### TASK OBJECTIVE
Pick out every line of the material below that contains the string "tower", matching case, and copy each of those lines in full.

** start EXERCISE DATA **

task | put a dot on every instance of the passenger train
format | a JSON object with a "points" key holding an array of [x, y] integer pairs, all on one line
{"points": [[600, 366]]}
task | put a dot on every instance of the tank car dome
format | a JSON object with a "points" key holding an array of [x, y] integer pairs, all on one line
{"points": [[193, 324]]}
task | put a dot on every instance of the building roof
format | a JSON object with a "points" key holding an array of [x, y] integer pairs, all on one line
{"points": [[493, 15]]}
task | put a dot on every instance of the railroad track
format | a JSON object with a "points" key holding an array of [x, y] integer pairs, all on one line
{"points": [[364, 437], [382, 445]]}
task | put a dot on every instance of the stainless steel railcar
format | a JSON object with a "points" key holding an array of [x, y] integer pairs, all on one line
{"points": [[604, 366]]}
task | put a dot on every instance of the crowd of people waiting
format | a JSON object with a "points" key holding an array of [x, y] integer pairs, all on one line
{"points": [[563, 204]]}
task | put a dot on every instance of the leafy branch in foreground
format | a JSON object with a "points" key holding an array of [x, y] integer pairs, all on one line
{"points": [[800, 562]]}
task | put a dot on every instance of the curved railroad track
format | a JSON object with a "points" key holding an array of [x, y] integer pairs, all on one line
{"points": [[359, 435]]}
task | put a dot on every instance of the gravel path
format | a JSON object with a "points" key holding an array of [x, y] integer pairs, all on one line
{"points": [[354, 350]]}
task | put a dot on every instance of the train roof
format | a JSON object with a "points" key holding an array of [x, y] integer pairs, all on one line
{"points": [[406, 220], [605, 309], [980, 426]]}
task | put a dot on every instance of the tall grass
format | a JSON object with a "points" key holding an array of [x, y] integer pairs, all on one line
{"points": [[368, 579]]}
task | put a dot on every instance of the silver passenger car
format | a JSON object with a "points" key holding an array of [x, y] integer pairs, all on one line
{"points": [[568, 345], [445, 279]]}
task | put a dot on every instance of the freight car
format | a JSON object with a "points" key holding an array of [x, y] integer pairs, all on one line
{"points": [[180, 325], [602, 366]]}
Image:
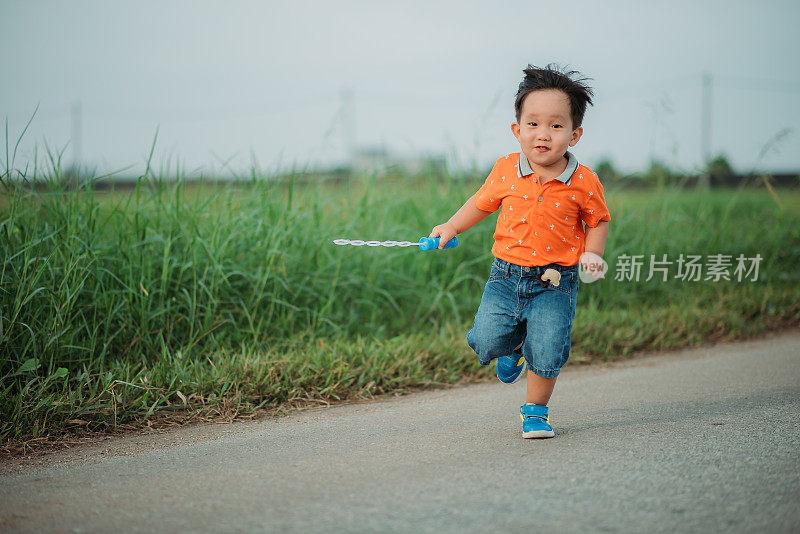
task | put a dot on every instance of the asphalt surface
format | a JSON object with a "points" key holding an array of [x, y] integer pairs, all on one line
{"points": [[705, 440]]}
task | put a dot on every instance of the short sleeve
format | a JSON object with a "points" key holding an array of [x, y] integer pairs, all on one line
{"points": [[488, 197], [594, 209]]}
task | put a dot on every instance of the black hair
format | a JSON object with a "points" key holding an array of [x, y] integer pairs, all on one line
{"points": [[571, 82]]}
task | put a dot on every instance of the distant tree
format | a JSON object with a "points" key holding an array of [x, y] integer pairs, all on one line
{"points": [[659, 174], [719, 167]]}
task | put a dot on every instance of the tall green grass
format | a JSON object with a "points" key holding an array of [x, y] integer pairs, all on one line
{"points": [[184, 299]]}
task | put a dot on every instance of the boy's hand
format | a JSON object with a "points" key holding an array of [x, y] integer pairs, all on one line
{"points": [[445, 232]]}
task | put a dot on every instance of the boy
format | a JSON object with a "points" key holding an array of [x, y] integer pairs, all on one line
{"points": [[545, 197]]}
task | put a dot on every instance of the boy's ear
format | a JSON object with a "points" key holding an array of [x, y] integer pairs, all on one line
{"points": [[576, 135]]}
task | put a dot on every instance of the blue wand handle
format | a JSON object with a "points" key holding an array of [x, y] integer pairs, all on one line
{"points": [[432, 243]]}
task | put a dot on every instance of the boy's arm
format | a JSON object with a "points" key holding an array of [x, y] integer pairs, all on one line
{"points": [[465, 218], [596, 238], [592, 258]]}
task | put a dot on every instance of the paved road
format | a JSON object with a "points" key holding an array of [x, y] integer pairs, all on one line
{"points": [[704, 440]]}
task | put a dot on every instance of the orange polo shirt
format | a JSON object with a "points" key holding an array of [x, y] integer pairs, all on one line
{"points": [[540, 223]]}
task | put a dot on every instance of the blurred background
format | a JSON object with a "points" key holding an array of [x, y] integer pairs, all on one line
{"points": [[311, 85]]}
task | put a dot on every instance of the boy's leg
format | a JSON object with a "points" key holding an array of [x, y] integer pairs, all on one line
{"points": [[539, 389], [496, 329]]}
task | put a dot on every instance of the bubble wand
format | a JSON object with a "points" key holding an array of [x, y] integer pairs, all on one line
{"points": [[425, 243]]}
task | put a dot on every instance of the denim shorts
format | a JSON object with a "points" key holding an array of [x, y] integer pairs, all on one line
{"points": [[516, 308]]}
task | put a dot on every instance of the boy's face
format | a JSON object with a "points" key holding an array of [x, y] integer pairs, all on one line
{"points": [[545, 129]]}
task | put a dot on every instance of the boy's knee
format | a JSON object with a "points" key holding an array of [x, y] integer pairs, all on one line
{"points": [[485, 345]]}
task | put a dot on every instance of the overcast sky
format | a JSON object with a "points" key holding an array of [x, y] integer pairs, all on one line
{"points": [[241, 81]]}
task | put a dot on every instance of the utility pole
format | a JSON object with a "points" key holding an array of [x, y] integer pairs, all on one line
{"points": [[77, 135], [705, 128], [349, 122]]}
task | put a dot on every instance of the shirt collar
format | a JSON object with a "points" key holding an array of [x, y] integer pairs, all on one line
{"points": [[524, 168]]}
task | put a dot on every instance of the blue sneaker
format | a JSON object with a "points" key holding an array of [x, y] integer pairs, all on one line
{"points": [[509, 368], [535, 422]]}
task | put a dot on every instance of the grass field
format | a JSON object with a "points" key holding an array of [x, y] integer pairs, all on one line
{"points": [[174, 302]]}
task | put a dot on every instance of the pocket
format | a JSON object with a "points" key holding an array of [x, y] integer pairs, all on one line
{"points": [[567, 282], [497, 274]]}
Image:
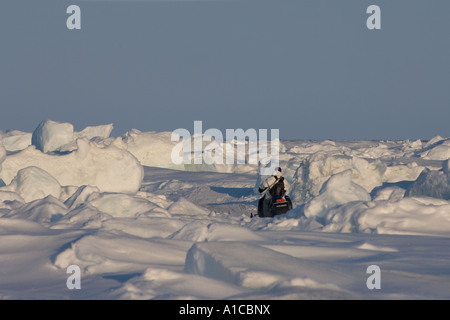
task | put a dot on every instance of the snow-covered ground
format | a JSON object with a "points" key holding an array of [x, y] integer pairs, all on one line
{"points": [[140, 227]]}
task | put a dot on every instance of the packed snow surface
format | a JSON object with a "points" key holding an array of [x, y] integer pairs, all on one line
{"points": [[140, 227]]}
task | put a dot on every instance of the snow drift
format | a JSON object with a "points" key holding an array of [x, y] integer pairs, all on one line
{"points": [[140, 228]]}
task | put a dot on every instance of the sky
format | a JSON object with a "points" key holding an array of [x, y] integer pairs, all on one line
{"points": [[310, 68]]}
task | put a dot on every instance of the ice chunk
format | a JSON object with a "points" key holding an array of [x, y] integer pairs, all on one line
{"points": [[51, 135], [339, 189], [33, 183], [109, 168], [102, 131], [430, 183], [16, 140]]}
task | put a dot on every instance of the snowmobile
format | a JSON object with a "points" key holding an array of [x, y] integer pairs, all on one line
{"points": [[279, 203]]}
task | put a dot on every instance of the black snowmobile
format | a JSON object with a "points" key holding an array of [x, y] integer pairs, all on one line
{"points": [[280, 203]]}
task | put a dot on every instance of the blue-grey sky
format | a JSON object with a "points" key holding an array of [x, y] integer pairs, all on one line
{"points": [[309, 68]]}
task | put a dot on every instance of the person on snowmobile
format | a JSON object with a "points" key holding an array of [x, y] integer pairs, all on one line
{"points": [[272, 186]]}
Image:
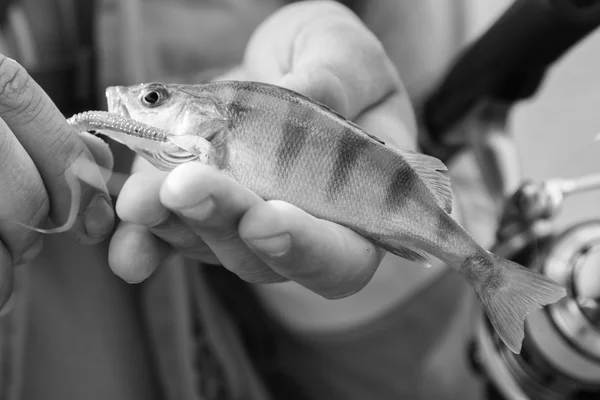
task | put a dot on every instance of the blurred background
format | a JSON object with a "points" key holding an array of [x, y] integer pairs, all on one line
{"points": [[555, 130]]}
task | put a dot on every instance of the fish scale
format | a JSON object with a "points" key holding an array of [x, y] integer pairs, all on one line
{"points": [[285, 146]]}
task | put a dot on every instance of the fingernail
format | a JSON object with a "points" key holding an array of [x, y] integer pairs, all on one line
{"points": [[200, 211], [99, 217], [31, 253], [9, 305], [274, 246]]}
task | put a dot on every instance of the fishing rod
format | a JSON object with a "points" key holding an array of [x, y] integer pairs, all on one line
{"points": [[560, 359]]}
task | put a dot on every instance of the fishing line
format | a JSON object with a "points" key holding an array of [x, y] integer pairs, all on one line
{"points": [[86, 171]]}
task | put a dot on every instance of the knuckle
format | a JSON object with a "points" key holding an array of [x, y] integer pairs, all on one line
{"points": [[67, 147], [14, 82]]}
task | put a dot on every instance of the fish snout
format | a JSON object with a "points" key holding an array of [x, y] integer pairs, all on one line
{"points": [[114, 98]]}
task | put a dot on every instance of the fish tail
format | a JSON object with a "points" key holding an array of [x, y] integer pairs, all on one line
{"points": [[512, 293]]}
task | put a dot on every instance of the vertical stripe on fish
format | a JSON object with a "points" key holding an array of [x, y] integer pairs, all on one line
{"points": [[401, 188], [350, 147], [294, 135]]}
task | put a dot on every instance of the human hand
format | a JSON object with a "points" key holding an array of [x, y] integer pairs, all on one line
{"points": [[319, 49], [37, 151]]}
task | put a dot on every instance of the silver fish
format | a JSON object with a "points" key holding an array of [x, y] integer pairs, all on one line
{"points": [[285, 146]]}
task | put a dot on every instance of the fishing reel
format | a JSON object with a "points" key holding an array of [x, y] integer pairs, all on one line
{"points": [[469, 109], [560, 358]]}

** end EXERCISE DATA **
** start EXERCISE DATA **

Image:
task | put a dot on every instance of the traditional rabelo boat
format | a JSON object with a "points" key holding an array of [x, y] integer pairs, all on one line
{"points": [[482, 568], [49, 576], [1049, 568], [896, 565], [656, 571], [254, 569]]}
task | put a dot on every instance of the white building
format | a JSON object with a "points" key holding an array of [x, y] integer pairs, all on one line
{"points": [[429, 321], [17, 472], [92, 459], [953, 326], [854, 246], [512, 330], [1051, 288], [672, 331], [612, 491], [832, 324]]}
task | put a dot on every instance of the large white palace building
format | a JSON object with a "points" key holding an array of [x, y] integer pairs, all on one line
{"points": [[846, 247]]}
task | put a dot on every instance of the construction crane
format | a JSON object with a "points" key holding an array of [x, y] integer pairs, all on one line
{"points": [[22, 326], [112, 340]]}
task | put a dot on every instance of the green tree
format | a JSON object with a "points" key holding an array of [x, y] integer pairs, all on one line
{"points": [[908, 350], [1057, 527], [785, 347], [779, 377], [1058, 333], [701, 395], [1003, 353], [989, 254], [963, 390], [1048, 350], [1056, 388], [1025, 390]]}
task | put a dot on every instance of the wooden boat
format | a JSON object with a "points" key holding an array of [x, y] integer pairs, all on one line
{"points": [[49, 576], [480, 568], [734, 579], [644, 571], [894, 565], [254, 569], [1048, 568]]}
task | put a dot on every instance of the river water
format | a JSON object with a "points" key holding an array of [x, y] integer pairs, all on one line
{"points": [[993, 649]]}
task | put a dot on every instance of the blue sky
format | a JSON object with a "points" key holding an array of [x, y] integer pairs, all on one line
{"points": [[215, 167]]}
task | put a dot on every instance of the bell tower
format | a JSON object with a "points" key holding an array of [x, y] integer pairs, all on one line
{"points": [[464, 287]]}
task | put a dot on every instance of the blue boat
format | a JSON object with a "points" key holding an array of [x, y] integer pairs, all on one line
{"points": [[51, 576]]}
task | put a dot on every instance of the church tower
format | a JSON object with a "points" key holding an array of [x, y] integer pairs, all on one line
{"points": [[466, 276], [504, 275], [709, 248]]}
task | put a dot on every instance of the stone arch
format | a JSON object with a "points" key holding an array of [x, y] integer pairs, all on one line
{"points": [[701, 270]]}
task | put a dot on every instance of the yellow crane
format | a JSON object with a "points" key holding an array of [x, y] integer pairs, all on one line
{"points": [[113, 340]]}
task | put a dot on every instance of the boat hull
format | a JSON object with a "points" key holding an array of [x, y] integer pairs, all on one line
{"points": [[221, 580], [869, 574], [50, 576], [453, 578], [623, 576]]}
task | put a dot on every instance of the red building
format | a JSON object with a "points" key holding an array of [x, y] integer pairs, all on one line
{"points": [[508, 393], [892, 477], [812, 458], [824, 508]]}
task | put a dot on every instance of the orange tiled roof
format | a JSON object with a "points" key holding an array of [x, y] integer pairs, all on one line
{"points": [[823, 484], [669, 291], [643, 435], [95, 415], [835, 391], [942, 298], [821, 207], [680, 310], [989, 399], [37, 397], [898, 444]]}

** end EXERCISE DATA **

### RESULT OF THE EXERCISE
task | put a dot on every instance of the bell tower
task | put a dot on every instance of the church tower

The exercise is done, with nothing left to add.